(EXERCISE INSTRUCTIONS)
1 > Decide whether each statement below agrees with the text on Afghanistan and the Saigon photo. For each one, answer yes or no and quote the words of the text that settle it.
(a) The interpreter and his family reached Virginia safely.
(b) The helicopter in the photo is a military helicopter.
(c) The people climbing the ladder in the photo are Americans.
2 > Copy everything in the text on Afghanistan and the Saigon photo from "However, upon closer" down to "used by the CIA.", word for word.

(EXTRACT)
════════
A friend of mine who served in the U.S. military recently sought to help an Afghan interpreter and his family leave the country. A few days ago that interpreter and his family arrived safely in Virginia, but the status of others left behind in Afghanistan is unknown. Furthermore, we must remember that there is a small, yet vibrant Christian community in Afghanistan, who have endured persecution under previous Taliban rule. We must pray for all who are facing extremely difficult circumstances, that God might deliver them from this crisis.

Please, Lord, protect the weak and powerless, and deliver them from danger. Let your loving Truth be made known to these people.

The famous 1975 Hugh Van Es photo, that sticks in the minds of many people, who lived through the 1970s, that recalls the tragic Fall of Saigon, after an extremely controversial and highly destructive war in Southeast Asia.

Reflections on a Meme: An Iconic Photo Examined

As an American, I particularly feel the angst of the loss of American prestige, following after the speedy fall of the Afghan government to the Taliban, after America’s longest active military involvement, in another country, during the entire history of the United States. More than a century ago, the British had to learn their lesson about how difficult it is to achieve military success in Afghanistan. In the 1980s, it was the Soviet Russians who faced the futility of gaining the upper hand in that country. Now, it is the turn of the United States to face the same scenario. When I saw the first video reports of people falling off of C17 planes, trying to leave Kabul, it made me think immediately of the Fall of Saigon, in 1975. I vividly remember the television reports, back when I was in middle school.

The most vivid iconic image, that many people living then remember from the Fall of Saigon, is the photo taken above, by Hubert Van Es, a Dutch photojournalist, during those last days in South Vietnam. What I recall of this photo is that it compresses, in one picture, the terrifying story of American personnel fleeing the country, in those final days. Here I remember the last military helicopter landing on the top of the American Embassy in Saigon, rescuing the last Americans to leave the embassy, just hours before the VietCong took over the whole city.

However, upon closer research, I have since learned that nearly everything I thought about this photo was wrong…. and yet is still true at the same time. Here is what I mean by that:

  • First, this is not a military helicopter. It was owned instead by the CIA.
  • Secondly, this is not a roof on the Saigon U.S. Embassy. Rather, it is the top of an apartment building, that was used by the CIA.
  • Thirdly, the people climbing up the ladder are not Americans. They are South Vietnamese, hoping to avoid capture by the North Vietnamese Communists….
  • And this was not the last helicopter out of Saigon.
════════
(SUPPLIED DATA)
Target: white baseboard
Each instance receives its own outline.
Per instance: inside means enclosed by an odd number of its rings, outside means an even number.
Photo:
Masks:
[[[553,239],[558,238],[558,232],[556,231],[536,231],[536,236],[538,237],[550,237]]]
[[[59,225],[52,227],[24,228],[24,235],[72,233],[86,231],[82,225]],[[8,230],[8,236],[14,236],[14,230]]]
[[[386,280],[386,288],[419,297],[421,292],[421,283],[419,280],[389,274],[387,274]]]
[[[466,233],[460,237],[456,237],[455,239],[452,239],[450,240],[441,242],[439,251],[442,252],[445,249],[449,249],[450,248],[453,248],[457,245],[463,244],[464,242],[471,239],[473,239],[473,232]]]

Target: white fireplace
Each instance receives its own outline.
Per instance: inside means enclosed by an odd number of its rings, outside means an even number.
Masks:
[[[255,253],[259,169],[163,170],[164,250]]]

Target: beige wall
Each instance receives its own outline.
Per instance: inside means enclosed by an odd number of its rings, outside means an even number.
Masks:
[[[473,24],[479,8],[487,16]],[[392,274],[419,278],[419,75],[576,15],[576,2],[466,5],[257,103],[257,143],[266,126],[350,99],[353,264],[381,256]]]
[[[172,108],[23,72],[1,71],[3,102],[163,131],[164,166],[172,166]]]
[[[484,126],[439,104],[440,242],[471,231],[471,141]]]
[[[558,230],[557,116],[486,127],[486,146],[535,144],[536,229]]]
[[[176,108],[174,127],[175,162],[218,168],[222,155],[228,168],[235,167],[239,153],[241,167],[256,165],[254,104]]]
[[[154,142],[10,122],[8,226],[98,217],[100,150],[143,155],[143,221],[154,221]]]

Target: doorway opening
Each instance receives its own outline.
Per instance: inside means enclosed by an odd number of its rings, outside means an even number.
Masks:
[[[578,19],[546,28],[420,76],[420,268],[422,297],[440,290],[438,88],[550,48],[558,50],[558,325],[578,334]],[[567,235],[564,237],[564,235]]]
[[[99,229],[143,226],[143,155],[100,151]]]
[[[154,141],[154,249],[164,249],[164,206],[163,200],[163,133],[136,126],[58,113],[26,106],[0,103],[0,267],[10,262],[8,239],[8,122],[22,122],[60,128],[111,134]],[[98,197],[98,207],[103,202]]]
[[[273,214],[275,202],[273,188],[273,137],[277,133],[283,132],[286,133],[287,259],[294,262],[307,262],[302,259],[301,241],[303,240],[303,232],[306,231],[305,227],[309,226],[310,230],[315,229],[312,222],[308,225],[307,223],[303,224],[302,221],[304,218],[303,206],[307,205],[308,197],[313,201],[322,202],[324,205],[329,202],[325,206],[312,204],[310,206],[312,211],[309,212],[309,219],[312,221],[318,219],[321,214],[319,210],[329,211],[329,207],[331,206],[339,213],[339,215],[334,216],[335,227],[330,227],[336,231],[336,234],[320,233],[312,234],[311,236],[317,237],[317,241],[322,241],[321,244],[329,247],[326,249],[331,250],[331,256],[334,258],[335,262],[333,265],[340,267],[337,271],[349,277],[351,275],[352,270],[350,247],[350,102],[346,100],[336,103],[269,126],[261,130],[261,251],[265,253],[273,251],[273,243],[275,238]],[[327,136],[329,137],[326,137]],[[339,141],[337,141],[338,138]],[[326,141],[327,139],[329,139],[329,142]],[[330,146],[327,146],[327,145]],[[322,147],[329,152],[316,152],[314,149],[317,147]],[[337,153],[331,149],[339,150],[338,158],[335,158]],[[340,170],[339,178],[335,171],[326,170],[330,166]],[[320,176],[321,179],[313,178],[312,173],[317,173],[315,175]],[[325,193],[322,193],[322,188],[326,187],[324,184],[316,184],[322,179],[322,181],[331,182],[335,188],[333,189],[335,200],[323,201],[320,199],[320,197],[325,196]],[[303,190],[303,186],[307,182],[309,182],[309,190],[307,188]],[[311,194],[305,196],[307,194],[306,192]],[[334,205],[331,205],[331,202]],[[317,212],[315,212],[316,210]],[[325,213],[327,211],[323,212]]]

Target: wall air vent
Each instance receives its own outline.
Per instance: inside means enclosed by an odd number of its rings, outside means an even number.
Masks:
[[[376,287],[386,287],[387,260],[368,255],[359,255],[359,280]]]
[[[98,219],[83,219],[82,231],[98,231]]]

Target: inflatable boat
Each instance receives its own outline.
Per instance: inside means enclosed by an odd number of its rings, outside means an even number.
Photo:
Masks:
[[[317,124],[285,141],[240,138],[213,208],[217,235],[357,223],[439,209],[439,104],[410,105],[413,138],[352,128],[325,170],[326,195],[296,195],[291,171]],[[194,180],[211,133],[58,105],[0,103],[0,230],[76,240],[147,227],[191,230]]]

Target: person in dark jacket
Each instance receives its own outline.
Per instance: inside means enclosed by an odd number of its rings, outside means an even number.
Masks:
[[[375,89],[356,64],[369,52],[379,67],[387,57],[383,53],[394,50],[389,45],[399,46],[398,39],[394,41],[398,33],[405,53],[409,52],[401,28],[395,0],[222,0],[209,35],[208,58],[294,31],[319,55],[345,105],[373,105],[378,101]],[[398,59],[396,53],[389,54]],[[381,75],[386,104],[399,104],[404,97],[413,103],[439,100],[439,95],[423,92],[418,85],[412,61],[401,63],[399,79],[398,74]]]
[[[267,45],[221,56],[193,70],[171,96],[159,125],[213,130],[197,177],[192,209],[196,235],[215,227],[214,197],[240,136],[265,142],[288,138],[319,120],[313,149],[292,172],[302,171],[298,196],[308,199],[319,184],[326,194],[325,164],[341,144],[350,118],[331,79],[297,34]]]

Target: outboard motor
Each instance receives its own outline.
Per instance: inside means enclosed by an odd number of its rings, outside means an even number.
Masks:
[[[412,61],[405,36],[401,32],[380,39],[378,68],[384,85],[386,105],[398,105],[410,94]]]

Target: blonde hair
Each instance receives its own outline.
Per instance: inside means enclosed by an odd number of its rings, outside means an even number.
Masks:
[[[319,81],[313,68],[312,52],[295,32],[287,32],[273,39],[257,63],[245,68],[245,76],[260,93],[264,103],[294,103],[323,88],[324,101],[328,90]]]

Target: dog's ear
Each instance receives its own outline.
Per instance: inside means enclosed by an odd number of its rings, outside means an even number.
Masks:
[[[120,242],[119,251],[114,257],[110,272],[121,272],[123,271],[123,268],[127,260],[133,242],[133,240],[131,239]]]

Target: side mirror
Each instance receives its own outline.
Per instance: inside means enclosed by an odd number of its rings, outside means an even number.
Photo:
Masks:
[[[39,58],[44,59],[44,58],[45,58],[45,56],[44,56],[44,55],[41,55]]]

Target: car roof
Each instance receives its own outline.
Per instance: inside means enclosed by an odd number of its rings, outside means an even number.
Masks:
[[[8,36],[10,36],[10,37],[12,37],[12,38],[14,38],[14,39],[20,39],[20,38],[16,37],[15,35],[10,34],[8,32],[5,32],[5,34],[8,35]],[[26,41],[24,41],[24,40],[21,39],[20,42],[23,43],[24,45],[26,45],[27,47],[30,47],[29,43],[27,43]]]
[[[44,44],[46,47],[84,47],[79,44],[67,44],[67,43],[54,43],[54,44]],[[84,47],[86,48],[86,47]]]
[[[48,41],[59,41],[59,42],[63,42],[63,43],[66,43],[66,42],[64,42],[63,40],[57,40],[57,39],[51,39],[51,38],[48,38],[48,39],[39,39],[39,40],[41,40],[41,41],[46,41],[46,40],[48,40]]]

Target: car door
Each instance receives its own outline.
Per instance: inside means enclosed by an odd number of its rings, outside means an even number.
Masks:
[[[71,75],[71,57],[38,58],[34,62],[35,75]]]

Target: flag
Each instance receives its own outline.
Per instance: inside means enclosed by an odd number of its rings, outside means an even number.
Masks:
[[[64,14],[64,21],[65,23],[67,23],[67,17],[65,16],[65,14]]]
════════
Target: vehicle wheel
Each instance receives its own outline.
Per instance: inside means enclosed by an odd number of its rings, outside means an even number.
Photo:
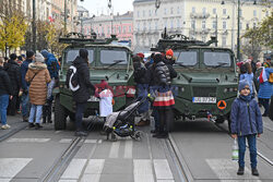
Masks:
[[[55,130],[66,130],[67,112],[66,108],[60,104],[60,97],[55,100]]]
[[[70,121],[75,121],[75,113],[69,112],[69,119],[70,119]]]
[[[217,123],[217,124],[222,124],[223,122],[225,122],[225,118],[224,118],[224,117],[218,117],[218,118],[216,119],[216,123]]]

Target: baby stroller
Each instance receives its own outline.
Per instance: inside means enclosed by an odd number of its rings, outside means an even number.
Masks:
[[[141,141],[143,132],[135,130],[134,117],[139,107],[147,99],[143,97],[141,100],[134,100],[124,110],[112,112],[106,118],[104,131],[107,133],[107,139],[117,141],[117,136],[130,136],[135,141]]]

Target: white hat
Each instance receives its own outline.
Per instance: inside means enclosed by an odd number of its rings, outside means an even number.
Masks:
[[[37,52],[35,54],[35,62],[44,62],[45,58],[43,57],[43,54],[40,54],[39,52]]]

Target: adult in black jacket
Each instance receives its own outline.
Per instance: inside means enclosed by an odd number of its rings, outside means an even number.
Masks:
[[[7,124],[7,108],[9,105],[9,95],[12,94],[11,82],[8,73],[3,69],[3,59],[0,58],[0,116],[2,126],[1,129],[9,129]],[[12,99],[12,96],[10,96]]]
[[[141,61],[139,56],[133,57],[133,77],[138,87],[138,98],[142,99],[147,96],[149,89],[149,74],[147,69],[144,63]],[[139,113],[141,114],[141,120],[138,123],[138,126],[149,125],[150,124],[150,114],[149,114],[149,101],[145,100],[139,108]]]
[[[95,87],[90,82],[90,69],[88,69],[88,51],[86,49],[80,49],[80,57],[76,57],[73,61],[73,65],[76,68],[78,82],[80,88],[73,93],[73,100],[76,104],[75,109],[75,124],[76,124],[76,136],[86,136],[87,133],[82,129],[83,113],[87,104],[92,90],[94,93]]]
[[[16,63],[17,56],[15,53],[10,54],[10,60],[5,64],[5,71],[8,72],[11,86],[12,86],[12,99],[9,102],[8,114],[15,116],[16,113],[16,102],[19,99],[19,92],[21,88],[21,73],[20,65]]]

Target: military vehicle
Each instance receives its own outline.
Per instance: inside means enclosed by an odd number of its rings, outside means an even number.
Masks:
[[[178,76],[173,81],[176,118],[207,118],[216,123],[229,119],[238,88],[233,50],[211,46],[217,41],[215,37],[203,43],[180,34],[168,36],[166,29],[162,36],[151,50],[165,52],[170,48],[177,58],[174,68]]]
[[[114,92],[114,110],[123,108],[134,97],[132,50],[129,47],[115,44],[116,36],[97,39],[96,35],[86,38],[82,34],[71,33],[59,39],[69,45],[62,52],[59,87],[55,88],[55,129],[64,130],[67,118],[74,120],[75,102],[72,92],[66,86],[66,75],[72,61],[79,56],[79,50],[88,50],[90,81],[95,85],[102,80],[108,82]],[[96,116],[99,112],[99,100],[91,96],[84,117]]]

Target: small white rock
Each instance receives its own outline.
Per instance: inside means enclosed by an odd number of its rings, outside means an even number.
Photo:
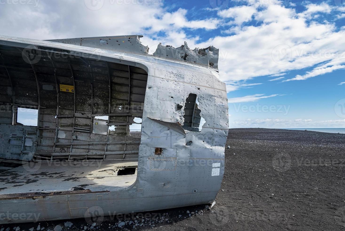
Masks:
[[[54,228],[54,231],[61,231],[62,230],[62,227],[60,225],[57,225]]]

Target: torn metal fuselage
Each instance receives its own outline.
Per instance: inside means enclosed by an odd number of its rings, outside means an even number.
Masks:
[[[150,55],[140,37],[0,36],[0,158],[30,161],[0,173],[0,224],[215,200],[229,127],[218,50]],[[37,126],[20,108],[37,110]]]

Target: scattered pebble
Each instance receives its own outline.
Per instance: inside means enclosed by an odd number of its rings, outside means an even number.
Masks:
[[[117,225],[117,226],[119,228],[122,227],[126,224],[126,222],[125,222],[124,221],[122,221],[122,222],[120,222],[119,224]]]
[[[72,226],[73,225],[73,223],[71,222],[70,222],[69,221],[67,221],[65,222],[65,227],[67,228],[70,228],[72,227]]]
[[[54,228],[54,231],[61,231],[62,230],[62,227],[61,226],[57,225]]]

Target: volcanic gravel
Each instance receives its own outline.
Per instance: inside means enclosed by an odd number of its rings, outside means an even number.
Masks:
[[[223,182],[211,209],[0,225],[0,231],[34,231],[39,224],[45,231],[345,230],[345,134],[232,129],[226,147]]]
════════
(OUTPUTS BY TASK)
1 >
(a) Yes: "A few days ago that interpreter and his family arrived safely in Virginia"
(b) No: "First, this is not a military helicopter. It was owned instead by the CIA."
(c) No: "the people climbing up the ladder are not Americans. They are South Vietnamese"

2 >
However, upon closer research, I have since learned that nearly everything I thought about this photo was wrong…. and yet is still true at the same time. Here is what I mean by that:

  • First, this is not a military helicopter. It was owned instead by the CIA.
  • Secondly, this is not a roof on the Saigon U.S. Embassy. Rather, it is the top of an apartment building, that was used by the CIA.